__STATED PROBLEM__
Output the lines below, starting with the line that contains "the <item>stone column</item>?" and going on through the line that contains "137 55 L 137", as a Markdown table with columns Row and Line. Put a running number in Row, put each line in Line, and leave out any blank lines.

__DATA SECTION__
+---+
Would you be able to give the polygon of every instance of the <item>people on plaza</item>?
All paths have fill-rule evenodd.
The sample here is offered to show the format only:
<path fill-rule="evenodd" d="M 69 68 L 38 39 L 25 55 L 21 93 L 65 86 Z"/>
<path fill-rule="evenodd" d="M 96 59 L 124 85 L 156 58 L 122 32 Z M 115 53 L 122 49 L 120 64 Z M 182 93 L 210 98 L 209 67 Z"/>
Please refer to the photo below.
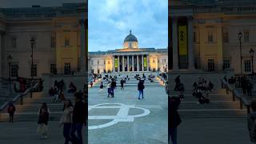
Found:
<path fill-rule="evenodd" d="M 250 142 L 256 142 L 256 99 L 251 102 L 250 106 L 252 112 L 247 117 L 248 130 Z"/>
<path fill-rule="evenodd" d="M 116 86 L 117 86 L 117 82 L 113 78 L 112 82 L 111 82 L 111 95 L 112 95 L 112 98 L 114 98 L 114 90 L 116 88 Z"/>
<path fill-rule="evenodd" d="M 48 121 L 50 119 L 50 110 L 46 103 L 43 102 L 38 110 L 38 133 L 42 139 L 48 138 Z"/>
<path fill-rule="evenodd" d="M 143 80 L 139 80 L 138 83 L 138 99 L 141 99 L 141 95 L 142 96 L 142 99 L 144 98 L 143 95 L 143 90 L 145 89 L 144 86 L 144 81 Z"/>
<path fill-rule="evenodd" d="M 124 78 L 121 79 L 121 81 L 120 81 L 121 90 L 124 90 L 124 87 L 123 87 L 123 83 L 124 83 L 124 82 L 125 82 Z"/>
<path fill-rule="evenodd" d="M 112 93 L 111 93 L 111 82 L 110 81 L 107 82 L 106 89 L 107 89 L 107 97 L 109 98 L 110 95 L 112 94 Z"/>
<path fill-rule="evenodd" d="M 99 92 L 102 93 L 103 92 L 103 88 L 104 88 L 104 85 L 103 85 L 103 82 L 101 82 L 101 84 L 99 86 Z"/>
<path fill-rule="evenodd" d="M 65 144 L 69 144 L 71 142 L 70 130 L 72 126 L 72 113 L 73 105 L 70 100 L 64 102 L 63 114 L 60 119 L 59 126 L 63 125 L 63 136 L 65 138 Z"/>
<path fill-rule="evenodd" d="M 13 102 L 9 102 L 7 112 L 9 114 L 9 122 L 14 122 L 14 113 L 16 110 L 16 107 L 14 106 Z"/>
<path fill-rule="evenodd" d="M 168 143 L 177 144 L 178 126 L 182 122 L 182 119 L 178 113 L 178 106 L 181 100 L 177 97 L 168 97 L 168 119 L 169 119 L 169 134 Z"/>
<path fill-rule="evenodd" d="M 82 93 L 78 92 L 74 94 L 75 104 L 72 115 L 72 126 L 70 130 L 71 141 L 73 143 L 82 144 L 82 129 L 86 125 L 88 111 L 86 103 L 82 102 Z"/>

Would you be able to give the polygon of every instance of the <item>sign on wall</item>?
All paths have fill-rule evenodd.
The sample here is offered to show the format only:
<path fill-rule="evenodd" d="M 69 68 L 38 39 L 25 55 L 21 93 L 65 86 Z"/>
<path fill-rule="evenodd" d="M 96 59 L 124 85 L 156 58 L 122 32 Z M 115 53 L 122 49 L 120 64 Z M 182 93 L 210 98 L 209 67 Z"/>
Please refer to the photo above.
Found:
<path fill-rule="evenodd" d="M 144 67 L 146 67 L 147 66 L 147 59 L 146 59 L 146 57 L 143 57 L 144 58 Z"/>
<path fill-rule="evenodd" d="M 187 54 L 186 26 L 178 26 L 178 50 L 179 50 L 179 55 Z"/>
<path fill-rule="evenodd" d="M 115 68 L 118 67 L 118 58 L 114 58 L 114 67 Z"/>

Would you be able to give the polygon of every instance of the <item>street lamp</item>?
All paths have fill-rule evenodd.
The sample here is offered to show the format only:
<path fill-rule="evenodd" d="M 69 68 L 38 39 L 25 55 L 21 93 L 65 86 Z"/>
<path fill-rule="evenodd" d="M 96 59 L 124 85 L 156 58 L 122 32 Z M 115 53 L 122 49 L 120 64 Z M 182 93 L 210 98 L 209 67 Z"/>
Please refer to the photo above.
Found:
<path fill-rule="evenodd" d="M 10 60 L 13 59 L 13 57 L 11 55 L 8 55 L 7 59 L 8 59 L 8 65 L 9 65 L 9 78 L 8 78 L 8 80 L 10 81 Z"/>
<path fill-rule="evenodd" d="M 241 38 L 242 37 L 242 34 L 240 31 L 238 33 L 238 38 L 239 38 L 239 48 L 240 48 L 240 74 L 242 74 L 242 50 L 241 50 Z"/>
<path fill-rule="evenodd" d="M 33 95 L 33 80 L 34 80 L 34 74 L 33 74 L 33 69 L 34 69 L 34 62 L 33 62 L 33 50 L 34 50 L 34 39 L 32 38 L 30 39 L 30 44 L 31 44 L 31 83 L 30 83 L 30 98 L 32 98 Z"/>
<path fill-rule="evenodd" d="M 251 58 L 251 66 L 252 66 L 252 74 L 254 75 L 254 50 L 253 49 L 250 49 L 250 58 Z"/>

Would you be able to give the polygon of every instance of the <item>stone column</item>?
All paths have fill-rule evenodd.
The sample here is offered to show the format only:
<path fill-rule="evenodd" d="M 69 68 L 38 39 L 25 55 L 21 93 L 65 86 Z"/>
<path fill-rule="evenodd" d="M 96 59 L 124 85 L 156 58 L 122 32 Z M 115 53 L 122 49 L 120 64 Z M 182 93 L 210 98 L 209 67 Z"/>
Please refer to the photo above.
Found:
<path fill-rule="evenodd" d="M 118 55 L 118 71 L 120 72 L 120 56 Z"/>
<path fill-rule="evenodd" d="M 137 55 L 137 71 L 139 71 L 139 69 L 138 69 L 138 55 Z"/>
<path fill-rule="evenodd" d="M 144 71 L 144 55 L 142 55 L 142 71 Z"/>
<path fill-rule="evenodd" d="M 132 55 L 132 62 L 133 66 L 132 66 L 132 71 L 134 71 L 134 55 Z"/>
<path fill-rule="evenodd" d="M 112 60 L 112 71 L 114 72 L 114 55 L 113 55 L 113 60 Z"/>
<path fill-rule="evenodd" d="M 173 37 L 173 70 L 178 70 L 178 38 L 177 38 L 177 18 L 172 18 L 172 37 Z"/>
<path fill-rule="evenodd" d="M 85 72 L 86 64 L 85 64 L 85 51 L 86 51 L 86 27 L 85 27 L 85 19 L 82 18 L 80 20 L 81 33 L 80 33 L 80 71 Z"/>
<path fill-rule="evenodd" d="M 149 55 L 146 55 L 146 71 L 149 71 Z"/>
<path fill-rule="evenodd" d="M 122 56 L 122 71 L 125 71 L 125 56 L 123 55 L 123 56 Z"/>
<path fill-rule="evenodd" d="M 129 67 L 129 57 L 130 57 L 130 56 L 127 55 L 127 61 L 126 61 L 126 62 L 127 62 L 127 71 L 130 70 L 129 70 L 129 68 L 130 68 L 130 67 Z"/>
<path fill-rule="evenodd" d="M 189 42 L 189 70 L 194 70 L 194 54 L 193 47 L 193 17 L 188 18 L 188 42 Z"/>

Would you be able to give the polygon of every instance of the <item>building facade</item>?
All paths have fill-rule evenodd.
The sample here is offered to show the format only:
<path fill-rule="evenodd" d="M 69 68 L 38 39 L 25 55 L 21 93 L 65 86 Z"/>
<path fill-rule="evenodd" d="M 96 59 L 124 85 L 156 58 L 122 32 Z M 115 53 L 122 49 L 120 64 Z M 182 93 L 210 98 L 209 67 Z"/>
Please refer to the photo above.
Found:
<path fill-rule="evenodd" d="M 169 9 L 171 70 L 255 71 L 255 1 L 172 0 Z"/>
<path fill-rule="evenodd" d="M 86 3 L 0 8 L 0 77 L 85 70 L 86 11 Z"/>
<path fill-rule="evenodd" d="M 94 74 L 168 70 L 168 50 L 139 48 L 131 30 L 125 38 L 122 49 L 89 52 L 88 58 L 89 72 Z"/>

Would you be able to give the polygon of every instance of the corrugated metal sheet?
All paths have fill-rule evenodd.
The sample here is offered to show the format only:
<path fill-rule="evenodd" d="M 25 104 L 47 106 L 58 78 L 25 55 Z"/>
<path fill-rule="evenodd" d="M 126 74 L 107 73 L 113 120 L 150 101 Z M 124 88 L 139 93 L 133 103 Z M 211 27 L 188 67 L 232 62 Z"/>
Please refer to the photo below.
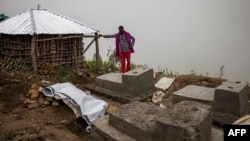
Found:
<path fill-rule="evenodd" d="M 5 34 L 94 34 L 98 30 L 46 9 L 31 9 L 0 23 Z"/>

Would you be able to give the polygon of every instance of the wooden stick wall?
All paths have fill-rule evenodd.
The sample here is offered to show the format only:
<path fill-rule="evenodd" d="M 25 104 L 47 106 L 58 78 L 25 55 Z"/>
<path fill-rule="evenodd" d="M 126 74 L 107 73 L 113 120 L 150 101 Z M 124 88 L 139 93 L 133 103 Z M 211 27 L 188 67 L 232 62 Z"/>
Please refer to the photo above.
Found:
<path fill-rule="evenodd" d="M 37 63 L 46 62 L 52 66 L 81 66 L 83 62 L 83 35 L 48 35 L 39 34 L 35 42 Z M 2 35 L 3 55 L 21 57 L 32 64 L 31 35 Z"/>

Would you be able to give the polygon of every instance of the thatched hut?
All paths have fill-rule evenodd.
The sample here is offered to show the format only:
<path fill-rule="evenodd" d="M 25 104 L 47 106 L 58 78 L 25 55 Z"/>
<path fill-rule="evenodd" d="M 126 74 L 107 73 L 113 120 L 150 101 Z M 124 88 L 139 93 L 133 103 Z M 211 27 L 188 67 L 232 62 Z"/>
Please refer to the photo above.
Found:
<path fill-rule="evenodd" d="M 35 73 L 40 62 L 78 68 L 86 51 L 83 38 L 93 38 L 90 45 L 95 42 L 98 51 L 98 32 L 50 10 L 31 9 L 0 23 L 2 54 L 32 64 Z"/>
+---+
__OUTPUT OF THE TASK__
| Row | Line |
|---|---|
| 1 | Would you be able to give the polygon of every instance of the <item>stone column</item>? |
| 2 | All paths have fill-rule evenodd. |
| 3 | The sample here is offered to show the format only: |
| 4 | <path fill-rule="evenodd" d="M 69 68 L 38 39 L 25 55 L 21 93 L 65 86 Z"/> |
| 5 | <path fill-rule="evenodd" d="M 96 59 L 124 85 L 156 58 L 122 32 Z M 115 53 L 122 49 L 120 64 Z M 182 93 L 210 98 L 209 67 Z"/> |
| 6 | Please refer to the photo above. |
| 7 | Found: |
| 8 | <path fill-rule="evenodd" d="M 118 55 L 118 71 L 120 72 L 120 56 Z"/> |
| 9 | <path fill-rule="evenodd" d="M 137 55 L 137 71 L 139 71 L 139 69 L 138 69 L 138 55 Z"/> |